### Reading text
We are bullish AUD, NZD, the Asian/EM block. We are bullish EUR and GBP.
Together with being bearish JPY, we see EURJPY as one of the key performers in 2020.
A USD bear market is the setup for a risk mkt regime shift on the macro side.
Commodities:
2020 is a bullish year for the commodity sector, where the 2011 secular bear market has based. After the 2018/2019 disinflation and subsequent reversal of this via central bank “actions” higher commodities and bullish copper as
leading indicator for a surprisingly strong comeback of inflation into 2020/2021 is the new high probability base case scenario.
Precious Metals
December 2015 was an 8-year cycle bottom in gold that is trading in a long-term bull market. After being bullish gold in 2019, we expect 2020 to be a trading year for gold. After a Q1 overshooting, we see gold vulnerable for a washout (rising yields) into summer/H2 before resuming its long-term bull market into 2021 and where silver will likely provide the +beta out performance to gold.
Asian/EM strong performance at this late cycle bull appears likely. With the bearish USD view, the MSCI
Emerging Market is likely in the early stages of a new cyclical bull market into H1 2021. Regional out performance by bullish China and Korea.

### What you have to do
List every currency that the market outlook names by its three-letter code. The material that comes after this market outlook is separate from it.

### Raw data
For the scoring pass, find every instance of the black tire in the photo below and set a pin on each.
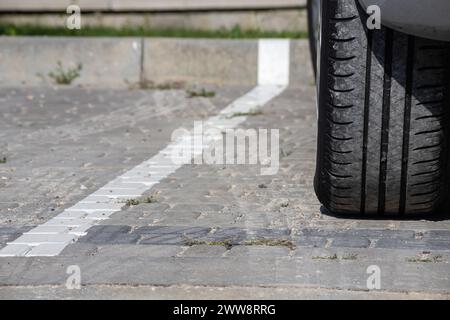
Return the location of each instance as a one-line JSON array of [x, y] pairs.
[[383, 110]]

### Exercise output
AUD, NZD, EUR, GBP, JPY, USD